• [DATASET CONTENT]

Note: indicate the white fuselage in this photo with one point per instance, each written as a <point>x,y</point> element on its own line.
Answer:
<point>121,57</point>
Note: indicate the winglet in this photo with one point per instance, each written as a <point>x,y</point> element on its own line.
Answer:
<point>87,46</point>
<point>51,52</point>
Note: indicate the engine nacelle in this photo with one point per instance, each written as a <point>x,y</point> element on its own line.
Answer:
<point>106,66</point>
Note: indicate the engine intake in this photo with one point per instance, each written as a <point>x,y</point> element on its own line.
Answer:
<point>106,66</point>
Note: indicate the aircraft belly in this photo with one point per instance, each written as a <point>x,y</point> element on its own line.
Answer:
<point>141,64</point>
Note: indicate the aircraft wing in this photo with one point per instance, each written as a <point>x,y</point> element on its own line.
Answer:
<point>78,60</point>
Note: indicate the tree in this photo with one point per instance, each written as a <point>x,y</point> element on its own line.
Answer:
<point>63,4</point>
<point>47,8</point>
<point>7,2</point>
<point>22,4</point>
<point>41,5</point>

• [WRITTEN INSTRUCTION]
Output the lines from the first one through the line containing "<point>121,57</point>", inclusive, reproducing each without any change.

• [FULL SOLUTION]
Note: indicate the white fuselage in this photo with one point per instance, each written as a <point>x,y</point> element on its own line.
Answer:
<point>121,57</point>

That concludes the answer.